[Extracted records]

- - -

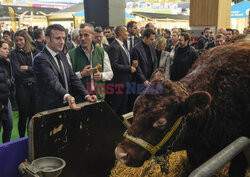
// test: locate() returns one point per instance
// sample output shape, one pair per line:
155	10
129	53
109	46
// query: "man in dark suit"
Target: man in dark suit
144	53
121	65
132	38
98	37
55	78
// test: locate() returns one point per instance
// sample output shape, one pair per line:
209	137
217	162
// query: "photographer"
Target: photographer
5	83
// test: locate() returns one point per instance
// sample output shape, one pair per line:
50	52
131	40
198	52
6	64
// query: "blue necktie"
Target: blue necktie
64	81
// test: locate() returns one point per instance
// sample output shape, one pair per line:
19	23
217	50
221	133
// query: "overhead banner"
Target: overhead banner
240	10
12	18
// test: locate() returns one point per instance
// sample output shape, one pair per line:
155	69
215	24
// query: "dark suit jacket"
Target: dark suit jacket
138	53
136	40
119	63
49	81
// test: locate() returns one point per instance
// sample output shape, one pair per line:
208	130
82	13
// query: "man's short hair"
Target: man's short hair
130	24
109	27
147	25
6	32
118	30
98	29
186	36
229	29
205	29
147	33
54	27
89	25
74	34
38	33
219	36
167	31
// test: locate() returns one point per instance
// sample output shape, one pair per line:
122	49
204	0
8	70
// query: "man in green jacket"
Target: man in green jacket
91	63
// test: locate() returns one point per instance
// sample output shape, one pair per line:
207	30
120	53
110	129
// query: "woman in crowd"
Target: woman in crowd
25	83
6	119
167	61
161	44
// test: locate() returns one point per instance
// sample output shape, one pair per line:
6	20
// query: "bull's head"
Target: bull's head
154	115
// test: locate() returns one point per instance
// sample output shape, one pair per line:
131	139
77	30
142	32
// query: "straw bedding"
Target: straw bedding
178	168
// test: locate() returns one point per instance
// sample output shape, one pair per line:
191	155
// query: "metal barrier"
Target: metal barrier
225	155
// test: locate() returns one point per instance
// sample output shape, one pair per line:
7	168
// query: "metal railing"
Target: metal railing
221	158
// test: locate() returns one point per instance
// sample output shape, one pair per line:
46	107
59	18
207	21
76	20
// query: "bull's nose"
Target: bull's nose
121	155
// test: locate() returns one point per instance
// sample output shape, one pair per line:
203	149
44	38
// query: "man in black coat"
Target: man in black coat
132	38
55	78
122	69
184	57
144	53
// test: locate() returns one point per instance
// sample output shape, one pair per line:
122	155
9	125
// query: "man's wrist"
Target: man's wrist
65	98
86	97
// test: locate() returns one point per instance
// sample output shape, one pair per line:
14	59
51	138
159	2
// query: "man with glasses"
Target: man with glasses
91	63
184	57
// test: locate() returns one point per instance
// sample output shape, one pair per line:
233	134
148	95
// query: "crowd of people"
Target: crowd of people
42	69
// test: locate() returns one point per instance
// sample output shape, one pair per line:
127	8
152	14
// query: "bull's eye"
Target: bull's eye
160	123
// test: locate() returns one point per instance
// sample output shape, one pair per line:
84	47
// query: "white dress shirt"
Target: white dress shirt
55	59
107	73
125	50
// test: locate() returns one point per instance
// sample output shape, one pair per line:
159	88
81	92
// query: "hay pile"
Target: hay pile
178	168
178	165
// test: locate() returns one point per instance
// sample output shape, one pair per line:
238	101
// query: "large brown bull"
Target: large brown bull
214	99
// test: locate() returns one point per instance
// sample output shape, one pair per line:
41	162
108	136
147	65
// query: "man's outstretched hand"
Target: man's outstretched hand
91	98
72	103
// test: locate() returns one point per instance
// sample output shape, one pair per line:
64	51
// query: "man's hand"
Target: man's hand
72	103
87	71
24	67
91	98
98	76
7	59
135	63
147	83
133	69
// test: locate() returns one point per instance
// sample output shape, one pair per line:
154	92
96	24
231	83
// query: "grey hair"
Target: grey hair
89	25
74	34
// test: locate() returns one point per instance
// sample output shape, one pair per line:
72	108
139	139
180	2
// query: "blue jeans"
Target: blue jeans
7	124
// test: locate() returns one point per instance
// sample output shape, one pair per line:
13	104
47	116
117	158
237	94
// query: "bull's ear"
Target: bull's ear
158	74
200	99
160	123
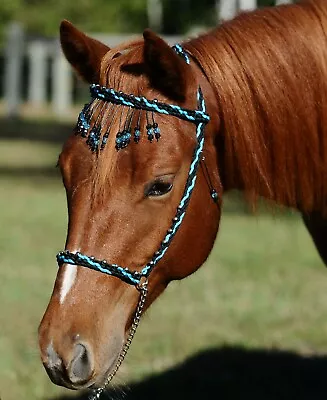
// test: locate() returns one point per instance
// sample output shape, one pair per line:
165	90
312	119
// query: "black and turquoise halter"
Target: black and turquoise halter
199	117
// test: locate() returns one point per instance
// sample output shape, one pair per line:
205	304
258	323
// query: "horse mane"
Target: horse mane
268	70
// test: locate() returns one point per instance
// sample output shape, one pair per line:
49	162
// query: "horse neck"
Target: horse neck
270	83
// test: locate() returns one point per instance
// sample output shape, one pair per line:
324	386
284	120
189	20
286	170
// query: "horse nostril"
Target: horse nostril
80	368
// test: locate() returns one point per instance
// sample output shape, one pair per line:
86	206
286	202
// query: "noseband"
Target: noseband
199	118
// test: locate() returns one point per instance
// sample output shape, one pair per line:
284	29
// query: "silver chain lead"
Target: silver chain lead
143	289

- - -

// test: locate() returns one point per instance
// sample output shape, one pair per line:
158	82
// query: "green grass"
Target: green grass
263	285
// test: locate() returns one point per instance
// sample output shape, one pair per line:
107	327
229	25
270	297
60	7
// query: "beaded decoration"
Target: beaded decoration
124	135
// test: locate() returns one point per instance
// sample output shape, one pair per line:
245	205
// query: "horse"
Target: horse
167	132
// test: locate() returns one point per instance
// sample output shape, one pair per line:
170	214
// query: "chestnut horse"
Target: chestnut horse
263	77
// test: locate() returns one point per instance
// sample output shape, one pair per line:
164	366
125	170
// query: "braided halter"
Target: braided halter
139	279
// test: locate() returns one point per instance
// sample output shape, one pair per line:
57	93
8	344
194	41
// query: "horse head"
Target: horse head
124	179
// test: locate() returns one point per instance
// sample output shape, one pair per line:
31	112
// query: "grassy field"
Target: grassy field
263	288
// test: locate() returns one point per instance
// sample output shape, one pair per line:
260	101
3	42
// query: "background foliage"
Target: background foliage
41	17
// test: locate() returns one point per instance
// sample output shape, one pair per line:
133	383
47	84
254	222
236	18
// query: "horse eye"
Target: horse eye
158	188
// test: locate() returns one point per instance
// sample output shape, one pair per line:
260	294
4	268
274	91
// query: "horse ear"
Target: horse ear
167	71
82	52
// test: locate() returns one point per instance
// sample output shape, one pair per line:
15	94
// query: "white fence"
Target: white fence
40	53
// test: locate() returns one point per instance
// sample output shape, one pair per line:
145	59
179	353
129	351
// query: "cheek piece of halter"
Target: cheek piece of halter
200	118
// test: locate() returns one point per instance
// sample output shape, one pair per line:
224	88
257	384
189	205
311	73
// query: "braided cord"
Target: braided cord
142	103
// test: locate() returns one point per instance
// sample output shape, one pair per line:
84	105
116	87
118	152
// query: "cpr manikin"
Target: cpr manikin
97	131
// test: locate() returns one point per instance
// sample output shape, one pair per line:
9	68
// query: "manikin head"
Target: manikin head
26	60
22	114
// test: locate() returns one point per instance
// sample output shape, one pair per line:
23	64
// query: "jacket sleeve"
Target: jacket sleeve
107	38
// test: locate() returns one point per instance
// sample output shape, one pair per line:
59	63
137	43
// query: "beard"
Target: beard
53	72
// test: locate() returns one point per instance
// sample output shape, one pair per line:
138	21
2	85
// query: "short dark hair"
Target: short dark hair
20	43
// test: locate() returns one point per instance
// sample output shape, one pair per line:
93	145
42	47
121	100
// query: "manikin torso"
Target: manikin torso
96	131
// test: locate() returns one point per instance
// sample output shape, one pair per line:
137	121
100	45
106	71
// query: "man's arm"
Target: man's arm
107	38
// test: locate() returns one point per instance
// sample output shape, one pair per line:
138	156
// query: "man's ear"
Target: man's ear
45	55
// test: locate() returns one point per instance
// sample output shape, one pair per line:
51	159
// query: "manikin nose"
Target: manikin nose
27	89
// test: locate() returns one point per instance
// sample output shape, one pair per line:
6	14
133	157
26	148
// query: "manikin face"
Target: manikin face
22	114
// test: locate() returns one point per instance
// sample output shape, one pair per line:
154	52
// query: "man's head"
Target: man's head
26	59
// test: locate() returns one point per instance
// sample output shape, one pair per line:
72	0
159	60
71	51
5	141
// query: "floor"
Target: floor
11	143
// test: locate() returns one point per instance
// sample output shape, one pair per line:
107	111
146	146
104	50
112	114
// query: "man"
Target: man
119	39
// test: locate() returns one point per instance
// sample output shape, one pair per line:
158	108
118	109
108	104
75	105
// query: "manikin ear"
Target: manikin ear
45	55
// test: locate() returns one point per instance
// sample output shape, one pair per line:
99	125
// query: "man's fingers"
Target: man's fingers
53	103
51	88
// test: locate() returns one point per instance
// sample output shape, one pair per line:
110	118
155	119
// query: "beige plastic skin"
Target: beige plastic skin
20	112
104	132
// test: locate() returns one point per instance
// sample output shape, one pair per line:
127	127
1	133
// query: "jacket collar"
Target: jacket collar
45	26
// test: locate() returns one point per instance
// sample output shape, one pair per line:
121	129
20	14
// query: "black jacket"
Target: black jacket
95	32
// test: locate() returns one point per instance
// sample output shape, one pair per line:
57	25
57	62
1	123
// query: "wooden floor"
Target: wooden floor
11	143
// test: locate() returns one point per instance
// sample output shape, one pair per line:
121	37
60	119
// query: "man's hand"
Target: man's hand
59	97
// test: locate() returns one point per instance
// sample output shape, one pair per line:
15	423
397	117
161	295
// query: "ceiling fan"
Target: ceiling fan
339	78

- - -

* WHAT YOU NEED TO DO *
Report each line in the rows above that contains the string "cheek", copying every such line in full.

* OUTPUT OF THE TASK *
// query: "cheek piece of halter"
Target: cheek piece of halter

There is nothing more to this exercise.